=== Set exercise ===
Look in the data below for the line that contains "Would you mind pointing out the orchid inflorescence". Copy that line and the remaining lines exactly.

=== Material ===
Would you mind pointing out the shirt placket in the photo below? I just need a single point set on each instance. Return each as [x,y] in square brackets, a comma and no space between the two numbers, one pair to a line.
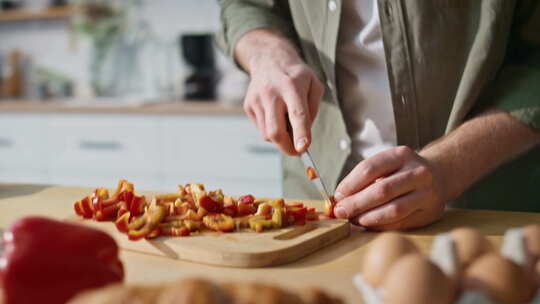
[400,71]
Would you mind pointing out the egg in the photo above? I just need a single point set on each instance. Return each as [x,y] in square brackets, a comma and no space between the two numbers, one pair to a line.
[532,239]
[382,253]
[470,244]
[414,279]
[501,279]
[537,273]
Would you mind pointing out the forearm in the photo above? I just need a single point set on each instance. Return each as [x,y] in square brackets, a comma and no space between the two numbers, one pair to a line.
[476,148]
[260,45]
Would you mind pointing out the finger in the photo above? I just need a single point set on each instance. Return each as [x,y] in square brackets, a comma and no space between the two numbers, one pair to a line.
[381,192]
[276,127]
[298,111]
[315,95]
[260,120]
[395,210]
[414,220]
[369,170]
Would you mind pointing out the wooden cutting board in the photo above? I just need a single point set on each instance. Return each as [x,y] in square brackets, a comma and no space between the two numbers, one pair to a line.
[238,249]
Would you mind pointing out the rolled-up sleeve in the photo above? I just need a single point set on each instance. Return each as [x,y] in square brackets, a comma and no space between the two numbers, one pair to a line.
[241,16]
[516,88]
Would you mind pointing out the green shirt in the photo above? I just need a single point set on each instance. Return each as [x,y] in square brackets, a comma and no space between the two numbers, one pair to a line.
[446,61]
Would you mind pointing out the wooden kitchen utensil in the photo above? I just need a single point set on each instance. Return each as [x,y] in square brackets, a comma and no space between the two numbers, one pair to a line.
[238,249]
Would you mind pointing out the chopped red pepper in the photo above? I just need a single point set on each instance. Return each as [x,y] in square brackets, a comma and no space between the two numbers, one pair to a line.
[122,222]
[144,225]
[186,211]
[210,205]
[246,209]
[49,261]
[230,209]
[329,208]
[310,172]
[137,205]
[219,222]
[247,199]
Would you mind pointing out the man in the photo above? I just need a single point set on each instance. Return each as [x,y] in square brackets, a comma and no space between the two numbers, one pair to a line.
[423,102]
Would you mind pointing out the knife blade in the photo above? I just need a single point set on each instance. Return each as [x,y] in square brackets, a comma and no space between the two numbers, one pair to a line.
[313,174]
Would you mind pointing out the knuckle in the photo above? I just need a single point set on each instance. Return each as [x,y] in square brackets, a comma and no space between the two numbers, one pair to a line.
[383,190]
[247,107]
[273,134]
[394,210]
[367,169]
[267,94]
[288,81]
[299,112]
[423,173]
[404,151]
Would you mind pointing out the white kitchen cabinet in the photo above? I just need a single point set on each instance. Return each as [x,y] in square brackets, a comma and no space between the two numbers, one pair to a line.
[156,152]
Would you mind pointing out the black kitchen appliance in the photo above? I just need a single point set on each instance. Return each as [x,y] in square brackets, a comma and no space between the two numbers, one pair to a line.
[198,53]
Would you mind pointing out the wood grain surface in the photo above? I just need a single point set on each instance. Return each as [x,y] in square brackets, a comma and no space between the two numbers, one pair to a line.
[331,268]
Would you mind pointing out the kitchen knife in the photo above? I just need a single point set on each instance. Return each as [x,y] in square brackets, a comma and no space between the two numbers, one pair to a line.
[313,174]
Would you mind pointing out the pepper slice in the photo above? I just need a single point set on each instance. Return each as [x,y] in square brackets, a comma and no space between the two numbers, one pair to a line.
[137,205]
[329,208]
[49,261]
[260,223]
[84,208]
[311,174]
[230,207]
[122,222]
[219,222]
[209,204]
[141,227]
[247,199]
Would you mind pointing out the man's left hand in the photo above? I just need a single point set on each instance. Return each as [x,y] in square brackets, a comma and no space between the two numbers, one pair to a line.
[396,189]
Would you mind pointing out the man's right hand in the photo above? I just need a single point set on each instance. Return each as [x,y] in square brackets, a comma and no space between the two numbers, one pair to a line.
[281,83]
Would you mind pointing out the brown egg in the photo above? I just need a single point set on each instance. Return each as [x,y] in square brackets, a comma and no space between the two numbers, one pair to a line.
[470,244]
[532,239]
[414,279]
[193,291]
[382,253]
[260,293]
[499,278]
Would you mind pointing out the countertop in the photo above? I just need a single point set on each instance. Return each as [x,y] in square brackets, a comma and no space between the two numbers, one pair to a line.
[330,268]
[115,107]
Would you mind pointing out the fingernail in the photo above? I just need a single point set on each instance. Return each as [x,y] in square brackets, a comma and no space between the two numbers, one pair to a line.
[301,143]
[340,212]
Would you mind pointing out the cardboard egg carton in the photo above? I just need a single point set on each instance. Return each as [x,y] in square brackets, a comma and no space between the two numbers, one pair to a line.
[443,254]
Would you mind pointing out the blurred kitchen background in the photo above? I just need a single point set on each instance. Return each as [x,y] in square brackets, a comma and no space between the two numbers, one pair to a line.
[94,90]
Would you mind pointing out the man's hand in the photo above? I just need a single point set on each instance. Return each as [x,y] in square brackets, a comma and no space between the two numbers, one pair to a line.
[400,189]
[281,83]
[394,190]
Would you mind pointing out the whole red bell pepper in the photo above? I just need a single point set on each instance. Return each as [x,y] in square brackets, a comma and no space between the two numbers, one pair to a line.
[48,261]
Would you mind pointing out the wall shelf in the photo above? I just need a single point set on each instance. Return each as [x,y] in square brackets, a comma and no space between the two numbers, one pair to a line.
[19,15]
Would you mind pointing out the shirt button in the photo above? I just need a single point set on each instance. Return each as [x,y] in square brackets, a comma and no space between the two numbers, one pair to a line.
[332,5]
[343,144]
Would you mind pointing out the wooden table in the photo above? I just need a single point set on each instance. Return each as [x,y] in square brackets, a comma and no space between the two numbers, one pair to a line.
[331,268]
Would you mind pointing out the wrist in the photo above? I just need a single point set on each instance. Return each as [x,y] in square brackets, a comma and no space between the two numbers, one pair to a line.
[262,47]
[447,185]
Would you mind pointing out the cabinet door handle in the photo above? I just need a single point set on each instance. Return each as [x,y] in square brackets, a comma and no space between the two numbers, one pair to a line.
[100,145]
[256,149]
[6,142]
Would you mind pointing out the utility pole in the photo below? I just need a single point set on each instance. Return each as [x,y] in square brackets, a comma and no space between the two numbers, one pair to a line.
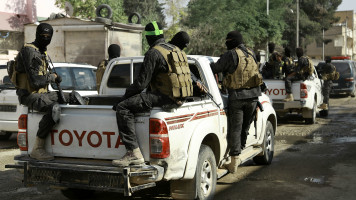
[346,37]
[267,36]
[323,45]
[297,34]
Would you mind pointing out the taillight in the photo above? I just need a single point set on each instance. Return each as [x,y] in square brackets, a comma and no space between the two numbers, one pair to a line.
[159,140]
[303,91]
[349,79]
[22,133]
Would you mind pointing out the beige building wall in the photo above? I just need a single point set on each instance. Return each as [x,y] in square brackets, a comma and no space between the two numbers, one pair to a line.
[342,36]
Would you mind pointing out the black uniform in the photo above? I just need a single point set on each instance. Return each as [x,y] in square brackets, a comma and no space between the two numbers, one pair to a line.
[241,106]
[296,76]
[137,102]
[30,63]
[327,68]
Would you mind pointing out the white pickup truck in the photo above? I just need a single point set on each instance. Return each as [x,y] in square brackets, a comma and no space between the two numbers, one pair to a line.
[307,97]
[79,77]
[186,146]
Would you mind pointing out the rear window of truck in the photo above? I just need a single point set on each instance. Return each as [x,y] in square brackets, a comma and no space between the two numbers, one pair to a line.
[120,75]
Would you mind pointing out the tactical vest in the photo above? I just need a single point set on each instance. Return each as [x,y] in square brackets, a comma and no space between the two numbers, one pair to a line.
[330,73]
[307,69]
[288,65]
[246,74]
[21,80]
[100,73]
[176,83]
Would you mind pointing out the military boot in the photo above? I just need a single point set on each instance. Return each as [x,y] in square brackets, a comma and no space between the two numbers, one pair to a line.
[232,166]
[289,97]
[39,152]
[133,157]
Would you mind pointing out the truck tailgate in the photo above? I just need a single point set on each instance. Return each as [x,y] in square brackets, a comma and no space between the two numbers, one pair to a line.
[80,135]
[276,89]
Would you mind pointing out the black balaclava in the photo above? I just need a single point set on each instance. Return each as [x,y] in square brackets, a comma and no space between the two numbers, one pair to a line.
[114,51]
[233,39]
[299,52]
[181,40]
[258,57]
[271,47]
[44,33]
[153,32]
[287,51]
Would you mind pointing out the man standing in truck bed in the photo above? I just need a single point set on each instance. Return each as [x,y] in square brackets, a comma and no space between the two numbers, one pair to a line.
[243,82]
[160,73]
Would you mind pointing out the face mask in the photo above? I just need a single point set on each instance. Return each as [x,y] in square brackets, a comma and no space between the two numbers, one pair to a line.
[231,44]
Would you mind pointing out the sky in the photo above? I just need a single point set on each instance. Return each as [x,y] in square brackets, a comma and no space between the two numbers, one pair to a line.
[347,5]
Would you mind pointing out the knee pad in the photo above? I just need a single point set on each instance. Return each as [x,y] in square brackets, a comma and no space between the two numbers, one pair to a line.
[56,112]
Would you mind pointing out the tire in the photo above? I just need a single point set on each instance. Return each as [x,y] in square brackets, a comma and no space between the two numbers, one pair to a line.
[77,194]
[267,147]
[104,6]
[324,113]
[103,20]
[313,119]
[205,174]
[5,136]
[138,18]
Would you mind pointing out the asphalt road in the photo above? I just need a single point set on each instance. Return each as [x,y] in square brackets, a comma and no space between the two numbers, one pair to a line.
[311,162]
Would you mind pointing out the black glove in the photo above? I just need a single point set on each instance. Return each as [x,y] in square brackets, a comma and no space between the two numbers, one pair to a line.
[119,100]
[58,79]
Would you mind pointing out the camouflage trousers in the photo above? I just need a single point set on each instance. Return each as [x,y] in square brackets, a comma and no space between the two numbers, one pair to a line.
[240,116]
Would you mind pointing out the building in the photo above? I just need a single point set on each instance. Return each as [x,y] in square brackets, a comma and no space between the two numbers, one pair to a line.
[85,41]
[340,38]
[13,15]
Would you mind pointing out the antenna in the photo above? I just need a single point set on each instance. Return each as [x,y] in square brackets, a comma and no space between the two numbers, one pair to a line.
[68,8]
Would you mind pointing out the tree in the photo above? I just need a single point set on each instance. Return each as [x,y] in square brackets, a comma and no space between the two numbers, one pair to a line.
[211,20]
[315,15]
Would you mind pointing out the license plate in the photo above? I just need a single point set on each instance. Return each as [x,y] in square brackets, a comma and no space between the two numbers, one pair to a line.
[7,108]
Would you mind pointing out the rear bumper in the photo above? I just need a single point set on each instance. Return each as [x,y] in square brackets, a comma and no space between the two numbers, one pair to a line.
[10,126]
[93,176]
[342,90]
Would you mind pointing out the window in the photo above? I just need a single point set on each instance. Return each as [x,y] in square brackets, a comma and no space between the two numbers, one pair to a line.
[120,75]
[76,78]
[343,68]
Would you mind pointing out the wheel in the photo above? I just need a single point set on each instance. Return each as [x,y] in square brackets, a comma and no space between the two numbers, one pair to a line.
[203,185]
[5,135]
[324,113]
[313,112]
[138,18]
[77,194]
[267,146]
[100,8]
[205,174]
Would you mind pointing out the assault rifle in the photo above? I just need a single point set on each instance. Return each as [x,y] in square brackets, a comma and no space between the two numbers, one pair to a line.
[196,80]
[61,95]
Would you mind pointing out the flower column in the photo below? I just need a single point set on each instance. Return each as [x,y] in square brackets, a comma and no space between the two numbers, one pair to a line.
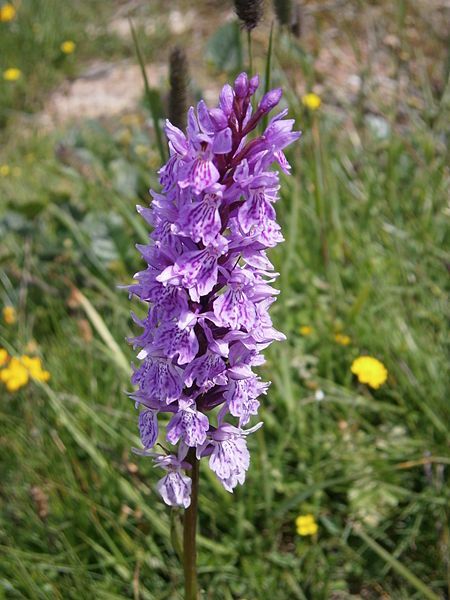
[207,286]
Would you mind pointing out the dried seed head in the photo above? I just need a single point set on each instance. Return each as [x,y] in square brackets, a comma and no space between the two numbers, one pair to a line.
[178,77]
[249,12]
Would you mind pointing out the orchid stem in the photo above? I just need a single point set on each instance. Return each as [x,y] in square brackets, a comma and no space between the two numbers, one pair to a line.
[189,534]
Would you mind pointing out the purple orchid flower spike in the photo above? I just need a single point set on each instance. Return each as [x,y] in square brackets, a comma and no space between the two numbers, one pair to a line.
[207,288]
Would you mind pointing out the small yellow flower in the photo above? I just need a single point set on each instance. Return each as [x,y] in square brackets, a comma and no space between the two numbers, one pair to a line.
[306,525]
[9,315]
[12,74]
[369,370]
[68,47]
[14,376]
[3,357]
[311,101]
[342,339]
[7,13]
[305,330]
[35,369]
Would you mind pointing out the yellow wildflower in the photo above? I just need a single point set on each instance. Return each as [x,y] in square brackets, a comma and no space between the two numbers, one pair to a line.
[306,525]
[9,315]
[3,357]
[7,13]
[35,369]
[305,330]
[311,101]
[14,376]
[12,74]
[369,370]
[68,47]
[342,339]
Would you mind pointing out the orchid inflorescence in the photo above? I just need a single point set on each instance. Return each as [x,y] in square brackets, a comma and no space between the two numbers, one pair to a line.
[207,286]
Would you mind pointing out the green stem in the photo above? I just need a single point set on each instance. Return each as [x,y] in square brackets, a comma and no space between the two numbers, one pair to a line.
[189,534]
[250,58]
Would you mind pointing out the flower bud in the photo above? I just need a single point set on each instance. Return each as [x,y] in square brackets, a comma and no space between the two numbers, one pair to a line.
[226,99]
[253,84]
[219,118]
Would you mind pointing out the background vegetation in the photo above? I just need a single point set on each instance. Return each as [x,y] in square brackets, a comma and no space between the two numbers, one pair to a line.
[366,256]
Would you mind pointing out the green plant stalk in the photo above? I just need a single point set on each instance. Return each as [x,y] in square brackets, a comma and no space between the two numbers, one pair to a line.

=== Result below ===
Would you mind pointing out the orchid inflorescence in the photo above? I just need a single point set on each instance. Return each as [x,y] in square brackets, a comma and no space between the two numbers, one pair to a line.
[207,286]
Would you mind pointing out the green stem in the photo above? I just need a single point set on each instance. Return each as [x,y] in square brackets, a comma and no space between the two numbers, one pair to a line.
[189,534]
[250,58]
Would you mind pointing out the flower bud in the photo above? I just need a single point set on each instance. Return each as [x,y] in square brackets, a comma and no space between the two numbers, one pair to a line.
[226,99]
[253,84]
[219,118]
Would you mind pointing out the background vegetation in the photo above? I just need a single point set on each instance. Return each as [x,y] in square brackets, a comma and no space between the two numbers, one pair to a line.
[366,256]
Would you mind pointing out the green plant stalk in the photo above? I just need a single point set on each instance. Return each as [x,y] in square brackets, a comma and no space between the two numbers, one pair to a line.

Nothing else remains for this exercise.